▶ **What you have to do**
According to the excerpt provided about Consolidated Water Co., what is the company's current multiple of sales?

▶ **Excerpt provided**
-- Opening Marker --

An aerial view of a water treatment plant, emphasizing the use of reverse osmosis technology.
Consolidated Water Co. (CWCO) represents a rare case of a high-multiple, high-quality business operating in one of the most beloved niches of socially responsible investing: water. In contrast to sectors like coal or tobacco, where investor aversion leads to low multiples but high yields, water companies like CWCO often command premium valuations due to their environmental appeal. Historically, CWCO has traded between 2.3x and 3.0x sales, with its current multiple sitting at 2.75x—neither overly cheap nor excessively rich, but in the context of 26% annual revenue growth since 2021, potentially poised for a re-rating. While the multiple may compress further in the short term, long-term investors stand to gain significantly if CWCO rebounds toward the upper end of its valuation range. A return to 3.0x sales alongside continued growth could translate to 30%+ upside by mid-2026. For those willing to "catch a falling knife," today’s price may offer a strong entry point, while more patient investors could wait for a pullback closer to 2.35x sales. Given that scenario isn’t guaranteed, a placeholder position now may be prudent, providing exposure if the market rebounds and allowing room to add on weakness.

-- Closing Marker --

▶ **Given entries**
-- Opening Marker --

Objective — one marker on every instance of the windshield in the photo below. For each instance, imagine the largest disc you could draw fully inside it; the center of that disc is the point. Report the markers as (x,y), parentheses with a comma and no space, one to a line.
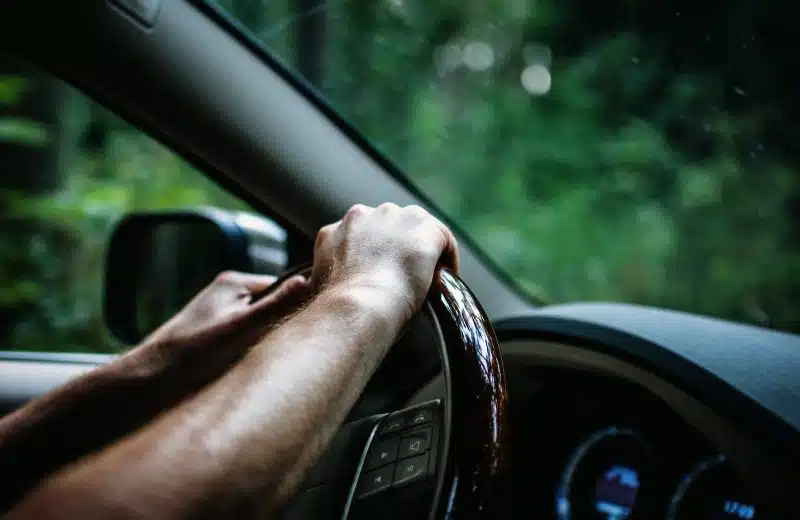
(624,151)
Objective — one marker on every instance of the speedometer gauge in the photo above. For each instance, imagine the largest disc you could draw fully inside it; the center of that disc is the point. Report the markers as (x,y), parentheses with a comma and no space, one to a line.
(712,491)
(608,477)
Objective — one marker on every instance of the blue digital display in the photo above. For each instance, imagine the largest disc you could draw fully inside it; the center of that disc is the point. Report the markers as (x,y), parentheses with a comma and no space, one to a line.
(737,510)
(615,493)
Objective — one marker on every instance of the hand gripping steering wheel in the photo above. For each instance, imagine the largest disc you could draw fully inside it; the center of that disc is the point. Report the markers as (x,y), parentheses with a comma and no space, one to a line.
(471,456)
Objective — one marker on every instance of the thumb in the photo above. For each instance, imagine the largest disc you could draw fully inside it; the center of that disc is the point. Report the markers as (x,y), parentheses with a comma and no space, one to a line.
(289,294)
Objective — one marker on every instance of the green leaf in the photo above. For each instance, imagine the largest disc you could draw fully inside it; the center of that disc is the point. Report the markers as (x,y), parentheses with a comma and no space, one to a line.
(22,131)
(11,89)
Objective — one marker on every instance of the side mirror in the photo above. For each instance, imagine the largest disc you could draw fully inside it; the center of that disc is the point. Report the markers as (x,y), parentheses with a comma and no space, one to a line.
(156,262)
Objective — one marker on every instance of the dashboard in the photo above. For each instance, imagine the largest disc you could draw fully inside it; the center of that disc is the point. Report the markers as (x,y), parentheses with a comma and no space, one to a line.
(594,447)
(620,412)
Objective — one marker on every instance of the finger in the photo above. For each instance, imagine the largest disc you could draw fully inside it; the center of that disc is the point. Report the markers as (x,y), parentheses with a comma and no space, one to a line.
(292,293)
(256,282)
(450,256)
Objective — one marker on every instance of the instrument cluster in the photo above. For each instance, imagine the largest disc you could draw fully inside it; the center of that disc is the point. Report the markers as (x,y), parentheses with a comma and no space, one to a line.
(613,475)
(592,448)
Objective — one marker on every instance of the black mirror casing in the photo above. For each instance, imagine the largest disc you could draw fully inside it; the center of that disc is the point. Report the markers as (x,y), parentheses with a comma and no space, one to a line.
(196,244)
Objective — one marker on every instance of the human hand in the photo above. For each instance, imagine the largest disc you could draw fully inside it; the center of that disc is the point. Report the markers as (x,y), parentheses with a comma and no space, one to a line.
(222,321)
(391,249)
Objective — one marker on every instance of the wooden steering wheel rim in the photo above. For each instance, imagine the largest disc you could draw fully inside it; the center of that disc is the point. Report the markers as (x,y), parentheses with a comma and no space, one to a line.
(475,441)
(476,404)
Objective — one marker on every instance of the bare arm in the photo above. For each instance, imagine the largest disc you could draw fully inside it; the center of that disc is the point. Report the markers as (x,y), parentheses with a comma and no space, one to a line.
(242,445)
(111,401)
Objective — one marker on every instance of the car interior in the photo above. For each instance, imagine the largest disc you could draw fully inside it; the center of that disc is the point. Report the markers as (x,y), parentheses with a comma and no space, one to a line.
(491,406)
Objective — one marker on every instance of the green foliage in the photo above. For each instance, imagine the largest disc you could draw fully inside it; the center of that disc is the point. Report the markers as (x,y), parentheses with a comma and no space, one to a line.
(53,244)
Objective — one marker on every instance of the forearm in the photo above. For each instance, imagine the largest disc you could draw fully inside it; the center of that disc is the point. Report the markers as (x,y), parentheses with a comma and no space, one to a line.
(87,414)
(245,441)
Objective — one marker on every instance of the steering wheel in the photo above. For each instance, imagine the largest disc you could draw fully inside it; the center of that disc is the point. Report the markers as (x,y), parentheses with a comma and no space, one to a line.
(469,460)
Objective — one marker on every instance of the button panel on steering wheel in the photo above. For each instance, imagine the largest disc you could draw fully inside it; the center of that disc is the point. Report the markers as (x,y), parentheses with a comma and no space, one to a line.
(401,454)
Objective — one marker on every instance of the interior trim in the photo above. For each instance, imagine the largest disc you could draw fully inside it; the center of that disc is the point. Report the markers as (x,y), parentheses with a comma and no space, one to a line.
(756,465)
(202,92)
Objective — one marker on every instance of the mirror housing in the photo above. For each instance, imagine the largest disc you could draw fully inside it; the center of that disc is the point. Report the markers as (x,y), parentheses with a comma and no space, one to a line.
(157,261)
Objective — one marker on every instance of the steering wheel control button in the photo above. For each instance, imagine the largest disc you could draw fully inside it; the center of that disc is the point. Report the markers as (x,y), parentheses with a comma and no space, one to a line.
(375,481)
(415,444)
(419,417)
(392,424)
(383,453)
(411,469)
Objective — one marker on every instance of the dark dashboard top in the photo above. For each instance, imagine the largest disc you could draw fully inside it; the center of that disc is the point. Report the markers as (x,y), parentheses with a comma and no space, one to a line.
(748,372)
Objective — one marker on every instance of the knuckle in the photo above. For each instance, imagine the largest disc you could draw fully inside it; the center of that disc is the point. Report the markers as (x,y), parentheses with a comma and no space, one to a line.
(357,209)
(226,277)
(388,206)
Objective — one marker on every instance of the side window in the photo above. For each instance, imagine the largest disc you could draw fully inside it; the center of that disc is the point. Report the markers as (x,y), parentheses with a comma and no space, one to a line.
(68,171)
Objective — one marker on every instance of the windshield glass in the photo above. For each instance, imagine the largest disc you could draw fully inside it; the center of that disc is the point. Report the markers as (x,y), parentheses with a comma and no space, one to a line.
(624,151)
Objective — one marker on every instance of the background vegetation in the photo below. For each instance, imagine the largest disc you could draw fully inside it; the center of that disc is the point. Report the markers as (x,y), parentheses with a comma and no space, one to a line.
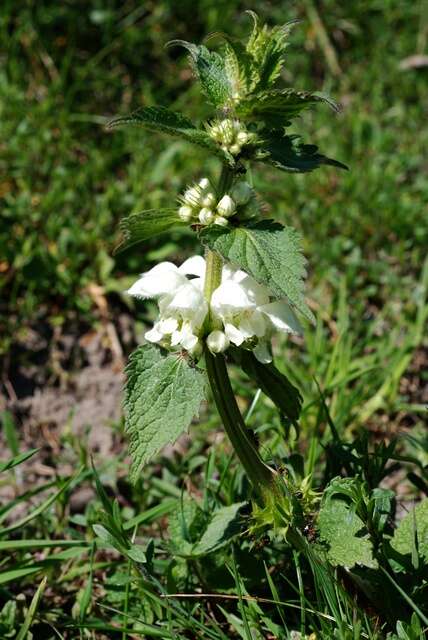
(64,184)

-- Closing Marker --

▶ **Output below**
2.75x sales.